Problems to solve
1. From the John Wylie biography, list every company named as having sought Wylie's advice.
2. Extend the John Wylie biography past its final sentence with new text that follows on from it.
[Text segment]
= John Wylie (businessman) =

Australian investment banker

John Malcolm Rodney Wylie (born 1961) is an Australian investment banker. He was previously managing director and Head of Corporate Advisory of Lazard, Chair of the Melbourne Cricket Ground Trust and Chair of the Australian Sports Commission. He was President of the State Library of Victoria Board until 2021.
==Personal==

Wylie was born in Brisbane, Queensland in 1961. His parents are Rodney and Nerida Wylie. He is married to Monaco born Myriam Boisbouvier and they have four sons. In 2011, his wife was appointed France's honorary consul in Victoria. He attended Brisbane Boys College. He holds a Bachelor of Commerce with first class honours from University of Queensland. In 1983, he was a Rhodes Scholar and completed a Master of Philosophy at Balliol College, Oxford University.

== Business ==
After completing his Rhodes Scholarship, he took up a position with First Boston in New York. He moved to Melbourne in 1991 with First Boston that later became Credit Suisse First Boston / Credit Suisse. He was managing director of Credit Suisse First Boston between 1994 and 1999. Major financial projects that he worked on included the privatisation of Qantas and Victorian Government's sell down of its power industry between 1993 and 1999. It has been stated that that power industry sale project made his career as it resulted in $14 billion more than initial revenue projections.

In 2000, Wylie with Mark Carnegie, formed Carnegie Wylie. In 2007, the business was acquired by Lazard. In 2013, he was the managing director of Lazard in Australia. Wylie's advice has been sought by significant companies including BHP, Telstra, Coles Myer, Transurban and Toll Holdings. He stepped down as head of Lazard Advisory in Australia at the end of 2014.

==Sport==

Wylie was Chairman of the Melbourne Cricket Ground Trust from 1998 to March 2013. In 1999, he negotiated a deal where MCG received $5 million a year from the Australian Football League for 30 years. From 2001 to 2006, as chairman, he oversaw the Ground's $465 million redevelopment for the Melbourne 2006 Commonwealth Games

In September 2012, he was appointed Chairman of the Australian Sports Commission (ASC) taking over from Warwick Smith. He announced a new elite sport strategy for Australian sport called Winning Edge 2012–2022. His term as Chair finished in November 2020.
[/Text segment]
[Provided material]
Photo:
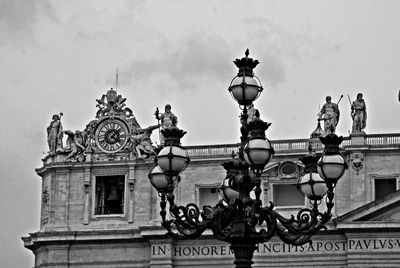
[/Provided material]
Solved problems
1. BHP, Telstra, Coles Myer, Transurban, Toll Holdings

2.
Wylie's passion for sport also includes playing cricket and marathon running, accredited cricket coach, coaching his sons' cricket team, attending Caulfield Bears junior football club games, Chairman of the Victorian Olympic Council Foundation Committee and Deputy President of Melbourne Stars. He is a Collingwood Football Club supporter.

In 2022, Wylie was awarded the Paralympic Medal by Paralympics Australia.

==Community==
Besides his sport appointments, he was Honorary Treasurer of the Florey Neurosciences Institutes between 2007 and 2009. In May 2012, he replaced John Cain as President of the Library Board of Victoria. He is a Trustee Emeritus of the Global Rhodes Trust.

In 2006, Wylie walked the Kokoda Trail with a group called "Once Were Warriors". Members of the group included prominent Australians Simon Crean, Ron Barassi, Paul Little and John Bertrand.

In 2007, he was awarded Member of the Order of Australia (AM) for services to the investment banking and financial services industry, and to the community through sporting and medical organisations. Wylie was promoted to Companion (AC) in the 2022 Australia Day Honours for "eminent service to the community through leadership in the sporting, cultural, philanthropic and business sectors".

In January 2015, it was announced that Wylie and his wife had donated $5 million to the University of Melbourne to establish a professorship of Australian literature.